[SHORT EXERCISE]
Convert every line of the records below into a Markdown table with the columns "Row" and "Line", skipping blank lines. Number the rows in order under "Row" and put each line's text under "Line".

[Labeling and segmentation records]
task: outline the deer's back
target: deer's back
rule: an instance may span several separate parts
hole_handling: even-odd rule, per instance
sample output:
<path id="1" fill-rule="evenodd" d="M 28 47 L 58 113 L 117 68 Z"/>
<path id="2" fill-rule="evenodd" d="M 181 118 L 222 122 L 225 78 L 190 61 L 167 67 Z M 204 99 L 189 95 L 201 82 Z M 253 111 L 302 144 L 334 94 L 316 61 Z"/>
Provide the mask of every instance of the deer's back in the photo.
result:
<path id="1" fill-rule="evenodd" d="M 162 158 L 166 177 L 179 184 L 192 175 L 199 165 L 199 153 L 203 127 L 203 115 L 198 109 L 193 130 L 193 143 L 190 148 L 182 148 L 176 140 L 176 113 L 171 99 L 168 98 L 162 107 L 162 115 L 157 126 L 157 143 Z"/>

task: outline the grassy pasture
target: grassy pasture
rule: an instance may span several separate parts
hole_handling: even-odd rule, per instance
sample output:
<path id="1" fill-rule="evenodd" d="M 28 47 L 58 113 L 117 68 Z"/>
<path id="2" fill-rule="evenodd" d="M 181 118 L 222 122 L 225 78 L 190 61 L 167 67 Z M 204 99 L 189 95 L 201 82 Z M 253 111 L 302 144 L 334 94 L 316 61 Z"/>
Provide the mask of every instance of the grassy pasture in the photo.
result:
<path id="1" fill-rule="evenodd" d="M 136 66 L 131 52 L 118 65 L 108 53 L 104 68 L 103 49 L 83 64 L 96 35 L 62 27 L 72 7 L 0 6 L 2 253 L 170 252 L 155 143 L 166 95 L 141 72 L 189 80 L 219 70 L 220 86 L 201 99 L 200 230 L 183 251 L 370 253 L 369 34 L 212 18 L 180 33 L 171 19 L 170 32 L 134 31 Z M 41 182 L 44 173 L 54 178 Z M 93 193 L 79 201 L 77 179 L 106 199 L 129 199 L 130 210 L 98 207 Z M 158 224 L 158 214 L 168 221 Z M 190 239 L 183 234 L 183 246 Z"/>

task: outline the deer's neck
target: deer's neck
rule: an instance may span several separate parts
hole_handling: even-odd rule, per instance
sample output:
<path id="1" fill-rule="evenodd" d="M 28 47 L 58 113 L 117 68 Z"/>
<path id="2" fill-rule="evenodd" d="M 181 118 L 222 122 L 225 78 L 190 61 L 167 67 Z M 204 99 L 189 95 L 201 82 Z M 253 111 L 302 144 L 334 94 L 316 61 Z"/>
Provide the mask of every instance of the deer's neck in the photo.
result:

[ANSWER TO THIS EXERCISE]
| Row | Line |
|---|---|
| 1 | task: outline the deer's back |
| 2 | target: deer's back |
| 3 | rule: an instance may span several separate parts |
| 4 | hole_handling: even-odd rule, per instance |
| 5 | sample output: |
| 6 | <path id="1" fill-rule="evenodd" d="M 28 47 L 58 113 L 117 68 Z"/> |
| 7 | <path id="2" fill-rule="evenodd" d="M 181 118 L 222 122 L 225 78 L 190 61 L 167 67 Z M 204 99 L 189 95 L 201 82 Z M 253 111 L 302 144 L 334 94 L 316 61 Z"/> |
| 8 | Provide the mask of every instance of the deer's back in the photo. |
| 9 | result: |
| 10 | <path id="1" fill-rule="evenodd" d="M 162 158 L 166 177 L 179 184 L 192 175 L 199 165 L 199 153 L 203 127 L 203 115 L 198 109 L 193 130 L 193 143 L 190 148 L 182 148 L 176 140 L 176 113 L 171 99 L 168 98 L 162 107 L 162 115 L 157 126 L 157 143 Z"/> |
| 11 | task: outline the grassy pasture |
| 12 | target: grassy pasture |
| 13 | rule: an instance may span several separate parts |
| 14 | hole_handling: even-odd rule, per instance |
| 15 | sample output: |
| 16 | <path id="1" fill-rule="evenodd" d="M 28 47 L 58 113 L 117 68 Z"/> |
| 17 | <path id="2" fill-rule="evenodd" d="M 181 118 L 222 122 L 225 78 L 190 61 L 167 67 Z M 204 99 L 189 95 L 201 82 Z M 253 111 L 302 144 L 334 94 L 316 61 Z"/> |
| 18 | Provide the mask of every instance of the grassy pasture in the photo. |
| 19 | result: |
| 20 | <path id="1" fill-rule="evenodd" d="M 136 66 L 131 52 L 118 65 L 108 53 L 104 68 L 103 49 L 83 64 L 96 35 L 62 27 L 72 7 L 0 6 L 2 253 L 170 252 L 155 143 L 166 95 L 141 72 L 189 80 L 219 70 L 220 86 L 201 99 L 200 230 L 183 251 L 370 253 L 369 34 L 212 18 L 180 33 L 171 19 L 170 32 L 134 31 Z M 41 182 L 44 173 L 54 178 Z M 93 193 L 79 201 L 77 179 L 106 199 L 129 199 L 130 210 L 98 207 Z M 158 224 L 158 214 L 168 221 Z M 190 239 L 183 234 L 183 246 Z"/> |
| 21 | task: outline the deer's neck |
| 22 | target: deer's neck |
| 23 | rule: an instance may span several separate parts |
| 24 | hole_handling: even-odd rule, per instance |
| 25 | sample output: |
| 26 | <path id="1" fill-rule="evenodd" d="M 28 47 L 58 113 L 117 68 Z"/> |
| 27 | <path id="2" fill-rule="evenodd" d="M 181 118 L 222 122 L 225 78 L 190 61 L 167 67 Z M 204 99 L 189 95 L 201 82 Z M 253 111 L 302 144 L 334 94 L 316 61 Z"/> |
| 28 | Provide the mask of every instance of the deer's neck in the photo. |
| 29 | result: |